-------- Text for analysis

Another significant limitation in current research is the reliance on single-response optimization approaches. In practical applications, FFF components must satisfy multiple, often competing requirements, such as low surface roughness, high mechanical strength, and acceptable dimensional accuracy. Improving one property may degrade another, making single-objective optimization insufficient for real-world applications [23,24]. Therefore, a multi-objective optimization framework is required to identify balanced process parameter combinations.

Non-dominated sorting genetic algorithm (NSGA-II)-based optimization techniques are well suited for such problems, as they allow simultaneous optimization of multiple responses without the need to assign subjective weighting factors [25,26]. NSGA-II identifies Pareto-optimal solutions, providing a set of trade-off parameter combinations from which designers and manufacturers can select based on specific application requirements. Despite its relevance, NSGA-II-based optimization has not been widely applied to FFF-printed TPU components, particularly in studies that account for both printing parameters and post-processing effects.

In this context, the present study systematically investigates the influence of key FFF process parameters on the surface roughness (R_a), dimensional accuracy (DD), and ultimate tensile strength (UTS) of TPU parts, followed by chemical smoothing as a post-processing step. The generated experimental data are intended to support multi-objective optimization using NSGA-II, enabling the identification of optimized parameter sets that balance surface quality and mechanical performance. The outcomes of this work are expected to contribute to the development of practical processing guidelines for manufacturing functional TPU components using FFF.

2. Materials and Methods

2.1. Material Extrusion Process Parameter Selection

The filament used in this study is eSUN TPU-95A, a polyester-based thermoplastic polyurethane supplied with a nominal filament diameter of 1.75 mm, with a Shore hardness of 95A. TPU was selected due to its flexibility, abrasion resistance, and relevance for functional applications requiring elastic behavior. The FFF process parameters were selected based on insights from existing literature and preliminary pilot experiments conducted by the authors, and considering their established influence on material deposition, interlayer bonding, and surface formation [27]. Three key process parameters were selected for investigation: extruder temperature, layer thickness, and printing speed. Extruder temperature controls the melt flow behavior and interlayer diffusion, while layer thickness governs surface resolution and layer stacking effects. Printing speed influences material deposition consistency and bonding time between successive layers. Each parameter was varied at three levels within the recommended processing range of TPU to ensure stable printing conditions.

2.2. Design of Experiments

A Design of Experiments (DOE) approach was adopted to systematically study the combined effects of the selected parameters. A Box–Behnken design under the response surface methodology (RSM) framework was employed due to its efficiency in evaluating interaction and quadratic effects with a reduced number of experimental runs. The design consisted of 15 experimental combinations with three input factors at three levels [28]. The independent variables were extruder temperature (210–230 °C), layer thickness (200–400 µm), and printing speed (30–50 mm/s). The output responses considered in this study were surface roughness (R_a), average dimensional deviation (Avg. DD), and UTS. The DOE approach enabled the generation of structured data suitable for subsequent statistical analysis and multi-objective optimization.

----------------

Required work:
From the passage above on FFF printing of TPU, list each independent variable of the Box–Behnken design with the range given for it.

-------- Information provided

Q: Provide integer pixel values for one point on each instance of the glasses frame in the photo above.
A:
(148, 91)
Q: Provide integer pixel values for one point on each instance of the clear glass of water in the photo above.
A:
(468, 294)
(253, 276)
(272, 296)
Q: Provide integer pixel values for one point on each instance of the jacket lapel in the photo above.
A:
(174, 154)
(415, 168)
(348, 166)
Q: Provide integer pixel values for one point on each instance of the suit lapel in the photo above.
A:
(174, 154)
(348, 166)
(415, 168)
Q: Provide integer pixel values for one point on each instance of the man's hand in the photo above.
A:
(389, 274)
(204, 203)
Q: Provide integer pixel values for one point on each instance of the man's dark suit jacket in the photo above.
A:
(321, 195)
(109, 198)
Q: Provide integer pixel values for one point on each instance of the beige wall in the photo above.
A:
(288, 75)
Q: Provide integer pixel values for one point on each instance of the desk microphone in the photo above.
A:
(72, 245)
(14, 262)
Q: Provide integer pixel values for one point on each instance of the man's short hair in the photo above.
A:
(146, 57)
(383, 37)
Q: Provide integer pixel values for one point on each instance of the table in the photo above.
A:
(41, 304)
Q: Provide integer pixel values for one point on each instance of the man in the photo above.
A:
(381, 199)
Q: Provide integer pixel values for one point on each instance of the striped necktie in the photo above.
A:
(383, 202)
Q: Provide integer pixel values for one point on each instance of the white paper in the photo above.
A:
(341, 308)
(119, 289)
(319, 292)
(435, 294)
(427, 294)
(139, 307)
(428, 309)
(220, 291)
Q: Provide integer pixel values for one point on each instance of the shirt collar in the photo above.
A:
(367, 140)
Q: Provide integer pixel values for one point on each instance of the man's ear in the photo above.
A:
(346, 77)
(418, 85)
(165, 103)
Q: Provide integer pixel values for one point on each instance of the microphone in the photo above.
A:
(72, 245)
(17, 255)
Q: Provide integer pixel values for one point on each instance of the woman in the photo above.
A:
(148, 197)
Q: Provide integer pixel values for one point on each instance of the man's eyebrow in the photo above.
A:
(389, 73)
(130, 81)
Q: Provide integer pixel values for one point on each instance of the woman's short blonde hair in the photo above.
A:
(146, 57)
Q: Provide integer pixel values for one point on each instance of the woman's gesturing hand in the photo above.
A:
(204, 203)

----------------

Exercise response:
- Extruder temperature: 210–230 °C
- Layer thickness: 200–400 µm
- Printing speed: 30–50 mm/s